[WHAT THE EXERCISE ASKS] Copy out, from the entries below, each line that holds the string "head".

[SUPPLIED RECORDS]
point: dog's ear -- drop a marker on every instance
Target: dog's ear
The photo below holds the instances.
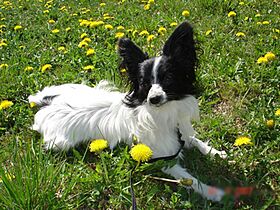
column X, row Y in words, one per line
column 131, row 56
column 180, row 47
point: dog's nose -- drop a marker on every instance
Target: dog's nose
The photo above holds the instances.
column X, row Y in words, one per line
column 155, row 99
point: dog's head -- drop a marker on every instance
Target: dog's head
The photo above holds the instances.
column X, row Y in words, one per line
column 158, row 80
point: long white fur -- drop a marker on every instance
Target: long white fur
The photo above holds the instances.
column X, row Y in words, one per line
column 78, row 113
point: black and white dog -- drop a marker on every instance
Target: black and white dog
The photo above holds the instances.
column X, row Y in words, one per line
column 158, row 106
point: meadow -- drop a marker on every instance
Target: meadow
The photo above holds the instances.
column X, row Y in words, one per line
column 45, row 43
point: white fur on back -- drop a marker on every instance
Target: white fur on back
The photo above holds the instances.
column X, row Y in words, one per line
column 78, row 113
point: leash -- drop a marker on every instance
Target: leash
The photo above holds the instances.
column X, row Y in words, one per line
column 170, row 157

[RESULT OF THIS TASK]
point: dog's head -- drop a marker on every instance
Target: dog's head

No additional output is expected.